EXERCISE DETAILS — Filter these entries down to lines holding "noun".

Records from a collection
◆ ◆ ◆ ◆

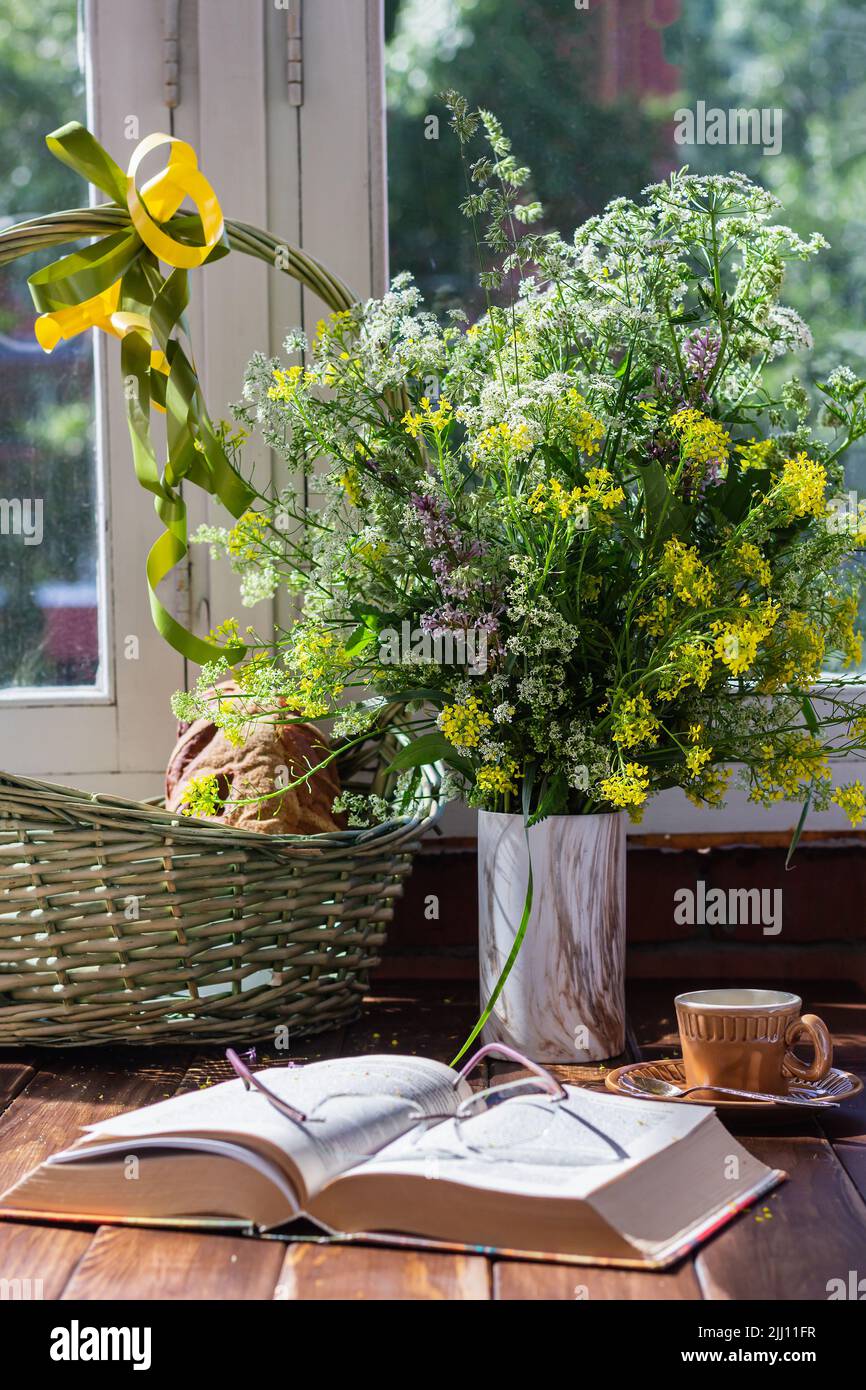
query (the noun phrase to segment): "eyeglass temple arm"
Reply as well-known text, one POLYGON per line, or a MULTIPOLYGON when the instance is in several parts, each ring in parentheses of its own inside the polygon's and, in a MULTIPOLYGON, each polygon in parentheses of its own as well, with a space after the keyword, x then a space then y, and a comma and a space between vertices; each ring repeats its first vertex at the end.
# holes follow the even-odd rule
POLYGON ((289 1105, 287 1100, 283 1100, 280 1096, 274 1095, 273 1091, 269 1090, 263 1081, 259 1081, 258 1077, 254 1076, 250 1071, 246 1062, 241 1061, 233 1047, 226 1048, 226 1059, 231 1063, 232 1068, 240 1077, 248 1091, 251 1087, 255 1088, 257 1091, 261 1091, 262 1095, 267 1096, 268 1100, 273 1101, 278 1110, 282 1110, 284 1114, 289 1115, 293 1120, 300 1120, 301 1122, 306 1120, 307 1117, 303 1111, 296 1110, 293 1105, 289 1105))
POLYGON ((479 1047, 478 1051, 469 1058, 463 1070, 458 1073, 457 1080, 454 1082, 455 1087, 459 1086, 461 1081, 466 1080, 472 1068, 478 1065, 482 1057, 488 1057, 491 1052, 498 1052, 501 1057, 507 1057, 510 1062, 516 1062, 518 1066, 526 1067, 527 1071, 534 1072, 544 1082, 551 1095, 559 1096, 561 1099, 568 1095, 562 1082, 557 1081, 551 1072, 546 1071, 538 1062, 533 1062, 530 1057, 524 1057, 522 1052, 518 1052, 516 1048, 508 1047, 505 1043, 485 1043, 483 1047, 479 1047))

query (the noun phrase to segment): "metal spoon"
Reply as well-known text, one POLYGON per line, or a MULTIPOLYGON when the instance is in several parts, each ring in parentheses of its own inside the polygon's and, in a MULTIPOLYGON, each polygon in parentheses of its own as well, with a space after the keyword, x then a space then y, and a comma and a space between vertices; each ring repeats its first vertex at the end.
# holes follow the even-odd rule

◆ ◆ ◆ ◆

ANSWER TO THE PROBLEM —
query (the noun phrase to segment): "eyeglass temple arm"
query (the noun phrase to segment): "metal spoon"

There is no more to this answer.